**Required work**:
Collect every line in the data below that contains the string "number". Case counts.

Recorded data:
——————————

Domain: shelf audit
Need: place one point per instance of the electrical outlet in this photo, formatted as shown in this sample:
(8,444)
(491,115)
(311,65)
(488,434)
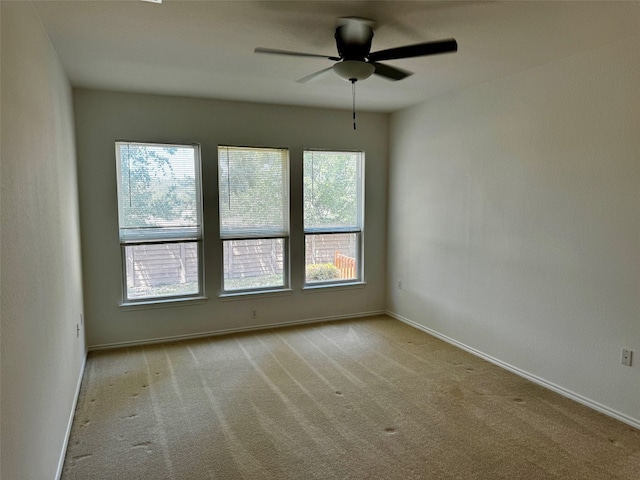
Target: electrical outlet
(626,357)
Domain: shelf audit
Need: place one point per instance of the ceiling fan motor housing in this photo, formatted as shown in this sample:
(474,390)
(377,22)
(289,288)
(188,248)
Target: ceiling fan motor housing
(353,47)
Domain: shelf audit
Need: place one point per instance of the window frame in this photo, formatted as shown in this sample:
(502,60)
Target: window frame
(358,229)
(197,238)
(284,235)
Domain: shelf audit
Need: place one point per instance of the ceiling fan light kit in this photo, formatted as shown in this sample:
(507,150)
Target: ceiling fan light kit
(356,62)
(354,70)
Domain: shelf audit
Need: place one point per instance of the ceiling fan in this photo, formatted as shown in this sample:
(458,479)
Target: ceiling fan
(355,60)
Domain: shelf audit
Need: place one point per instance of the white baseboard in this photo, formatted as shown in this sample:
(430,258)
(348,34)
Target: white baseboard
(533,378)
(67,435)
(212,333)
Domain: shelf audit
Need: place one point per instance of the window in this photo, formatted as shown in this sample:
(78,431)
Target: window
(160,220)
(333,216)
(254,217)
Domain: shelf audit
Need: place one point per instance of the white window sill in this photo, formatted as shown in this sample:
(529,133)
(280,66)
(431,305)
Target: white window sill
(230,297)
(163,303)
(323,287)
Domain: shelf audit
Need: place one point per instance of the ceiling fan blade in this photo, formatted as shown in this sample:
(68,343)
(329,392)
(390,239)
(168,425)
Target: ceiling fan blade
(315,75)
(419,50)
(392,73)
(295,54)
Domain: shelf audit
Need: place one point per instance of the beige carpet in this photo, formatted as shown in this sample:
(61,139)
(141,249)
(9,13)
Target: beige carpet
(358,399)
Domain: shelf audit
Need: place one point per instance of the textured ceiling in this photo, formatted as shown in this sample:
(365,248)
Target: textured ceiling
(205,48)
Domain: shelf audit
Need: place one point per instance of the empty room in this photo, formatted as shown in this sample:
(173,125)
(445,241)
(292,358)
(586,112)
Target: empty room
(320,239)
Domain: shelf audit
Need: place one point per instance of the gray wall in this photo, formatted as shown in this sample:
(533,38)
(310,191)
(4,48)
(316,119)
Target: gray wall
(515,222)
(104,117)
(42,356)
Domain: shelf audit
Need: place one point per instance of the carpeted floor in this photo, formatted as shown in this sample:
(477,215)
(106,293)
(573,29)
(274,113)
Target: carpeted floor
(358,399)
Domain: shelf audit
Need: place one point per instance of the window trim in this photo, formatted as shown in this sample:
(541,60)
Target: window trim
(357,230)
(257,234)
(197,238)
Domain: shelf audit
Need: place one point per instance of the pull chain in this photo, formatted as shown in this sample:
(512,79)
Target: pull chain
(353,94)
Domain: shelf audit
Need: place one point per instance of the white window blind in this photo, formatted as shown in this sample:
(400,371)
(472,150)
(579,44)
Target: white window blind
(158,192)
(253,192)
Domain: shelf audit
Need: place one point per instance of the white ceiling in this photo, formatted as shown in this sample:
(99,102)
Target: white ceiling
(205,48)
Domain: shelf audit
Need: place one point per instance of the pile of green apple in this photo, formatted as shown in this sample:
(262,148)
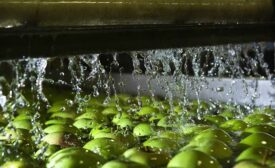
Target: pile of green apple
(138,132)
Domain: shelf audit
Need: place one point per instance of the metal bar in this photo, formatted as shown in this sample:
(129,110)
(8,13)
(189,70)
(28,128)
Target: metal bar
(125,12)
(241,91)
(36,28)
(51,41)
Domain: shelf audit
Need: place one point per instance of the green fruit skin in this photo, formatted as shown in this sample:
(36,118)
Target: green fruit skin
(18,164)
(74,158)
(143,129)
(259,140)
(249,164)
(213,147)
(257,154)
(120,164)
(149,159)
(106,147)
(234,125)
(193,159)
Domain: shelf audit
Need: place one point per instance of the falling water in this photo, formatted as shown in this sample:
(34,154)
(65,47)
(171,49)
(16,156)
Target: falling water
(181,75)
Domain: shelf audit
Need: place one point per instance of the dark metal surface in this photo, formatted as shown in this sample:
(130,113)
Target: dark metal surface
(59,41)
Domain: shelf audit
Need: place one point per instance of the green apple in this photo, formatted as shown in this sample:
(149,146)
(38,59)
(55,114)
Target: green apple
(85,124)
(61,121)
(143,129)
(213,133)
(193,159)
(122,164)
(65,115)
(95,116)
(58,106)
(249,164)
(110,111)
(145,100)
(22,117)
(261,128)
(22,124)
(61,139)
(174,135)
(125,123)
(74,158)
(60,128)
(106,147)
(149,159)
(193,129)
(215,148)
(147,110)
(259,140)
(234,125)
(214,119)
(100,129)
(169,122)
(19,164)
(257,118)
(260,155)
(163,144)
(119,116)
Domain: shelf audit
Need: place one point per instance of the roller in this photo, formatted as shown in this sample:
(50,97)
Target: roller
(61,27)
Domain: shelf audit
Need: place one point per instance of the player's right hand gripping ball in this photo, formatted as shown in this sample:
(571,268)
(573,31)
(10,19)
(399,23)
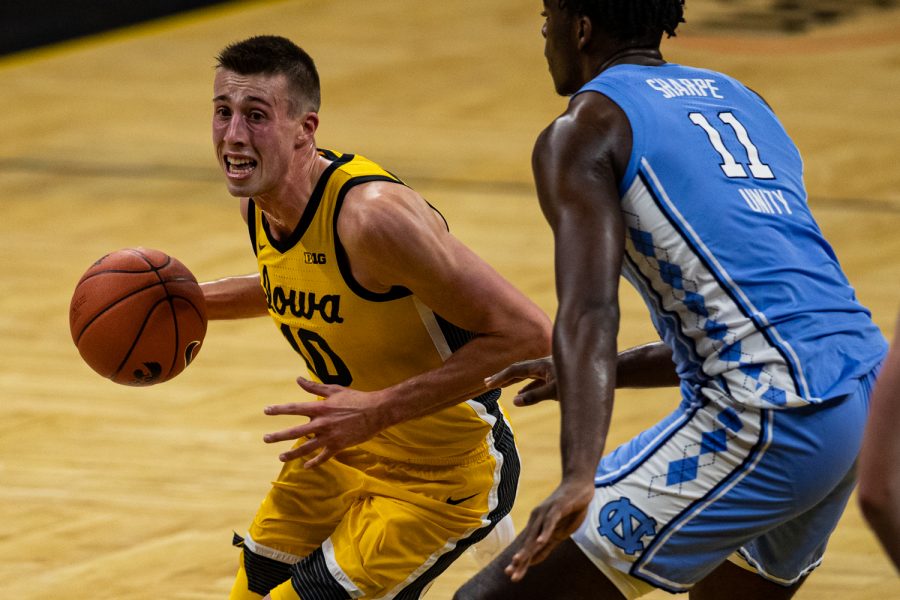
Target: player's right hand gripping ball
(138,316)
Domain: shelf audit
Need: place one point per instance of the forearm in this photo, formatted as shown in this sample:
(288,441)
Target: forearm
(646,366)
(585,358)
(234,297)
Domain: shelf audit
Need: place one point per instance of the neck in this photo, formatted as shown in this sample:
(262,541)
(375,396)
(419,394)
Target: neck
(284,209)
(639,56)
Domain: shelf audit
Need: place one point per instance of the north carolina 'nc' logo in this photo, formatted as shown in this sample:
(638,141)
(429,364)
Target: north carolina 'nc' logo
(625,525)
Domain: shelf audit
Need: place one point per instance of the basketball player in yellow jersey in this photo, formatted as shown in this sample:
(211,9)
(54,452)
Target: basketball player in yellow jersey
(406,459)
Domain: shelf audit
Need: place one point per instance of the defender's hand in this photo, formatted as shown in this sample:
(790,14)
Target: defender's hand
(541,370)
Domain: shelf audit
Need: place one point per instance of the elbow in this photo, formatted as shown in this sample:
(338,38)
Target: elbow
(536,338)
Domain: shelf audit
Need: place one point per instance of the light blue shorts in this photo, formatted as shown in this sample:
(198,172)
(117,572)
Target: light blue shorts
(722,480)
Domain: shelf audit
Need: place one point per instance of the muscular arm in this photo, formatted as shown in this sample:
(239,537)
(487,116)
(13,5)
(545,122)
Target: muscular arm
(575,164)
(879,460)
(234,297)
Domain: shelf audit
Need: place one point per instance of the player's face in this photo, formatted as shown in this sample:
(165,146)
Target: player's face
(254,133)
(560,48)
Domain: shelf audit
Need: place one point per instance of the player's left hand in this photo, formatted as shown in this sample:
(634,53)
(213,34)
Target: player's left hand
(344,418)
(551,522)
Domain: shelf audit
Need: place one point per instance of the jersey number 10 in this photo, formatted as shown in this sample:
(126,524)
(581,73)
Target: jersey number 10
(318,354)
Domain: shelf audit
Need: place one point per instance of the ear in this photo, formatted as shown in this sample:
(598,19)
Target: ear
(584,32)
(306,128)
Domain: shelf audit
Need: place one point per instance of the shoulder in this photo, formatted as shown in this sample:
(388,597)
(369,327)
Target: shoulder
(593,130)
(384,214)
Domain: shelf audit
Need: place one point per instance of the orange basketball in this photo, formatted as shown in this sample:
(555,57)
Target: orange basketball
(138,316)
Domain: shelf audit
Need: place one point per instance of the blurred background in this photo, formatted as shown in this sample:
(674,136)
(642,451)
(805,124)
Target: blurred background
(111,492)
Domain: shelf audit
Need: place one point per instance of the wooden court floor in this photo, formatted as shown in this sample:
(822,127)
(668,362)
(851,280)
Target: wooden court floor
(109,492)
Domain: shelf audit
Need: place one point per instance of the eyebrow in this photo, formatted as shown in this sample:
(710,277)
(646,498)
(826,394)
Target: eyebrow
(225,97)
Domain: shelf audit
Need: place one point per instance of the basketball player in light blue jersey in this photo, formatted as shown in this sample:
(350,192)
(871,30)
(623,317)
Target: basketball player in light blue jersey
(684,181)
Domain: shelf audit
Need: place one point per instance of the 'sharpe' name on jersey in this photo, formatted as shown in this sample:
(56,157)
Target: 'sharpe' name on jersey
(675,88)
(301,304)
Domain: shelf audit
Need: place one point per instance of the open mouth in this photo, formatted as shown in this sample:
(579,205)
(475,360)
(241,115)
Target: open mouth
(239,166)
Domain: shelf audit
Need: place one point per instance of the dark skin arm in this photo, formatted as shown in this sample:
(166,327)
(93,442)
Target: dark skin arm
(879,476)
(645,366)
(577,164)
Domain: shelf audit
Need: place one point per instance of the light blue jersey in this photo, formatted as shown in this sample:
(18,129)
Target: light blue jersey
(721,244)
(776,356)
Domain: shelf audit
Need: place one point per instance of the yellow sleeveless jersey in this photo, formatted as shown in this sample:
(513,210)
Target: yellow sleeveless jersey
(354,337)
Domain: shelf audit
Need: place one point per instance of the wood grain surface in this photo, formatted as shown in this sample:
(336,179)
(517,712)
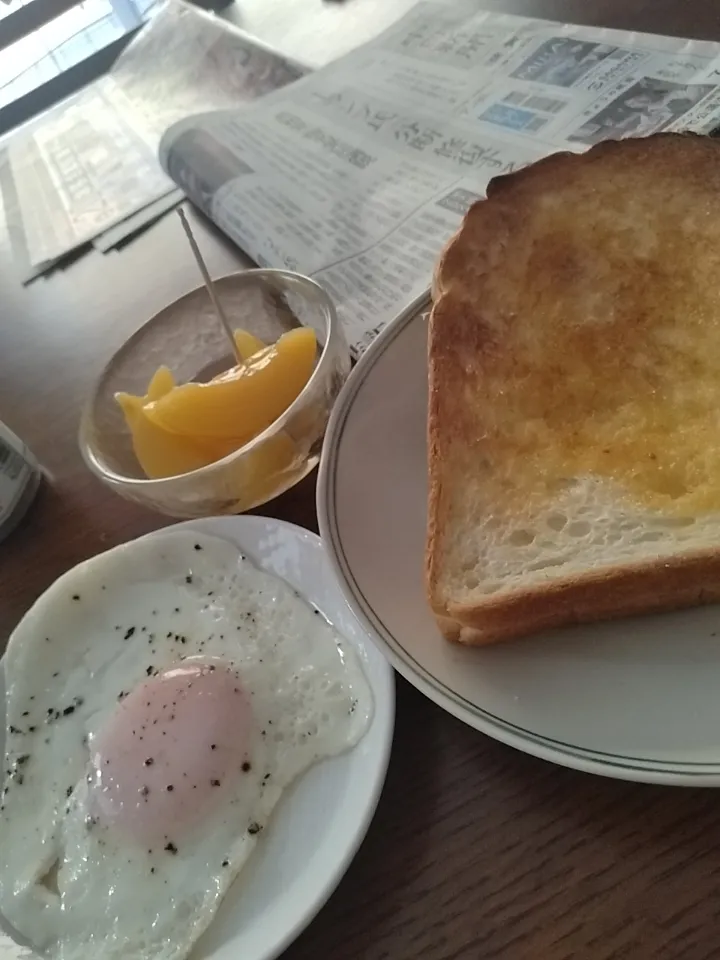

——————————

**Written answer**:
Need: place one point per instance of the jersey number 10 in this photo, formatted as shown in this sample:
Target: jersey number 10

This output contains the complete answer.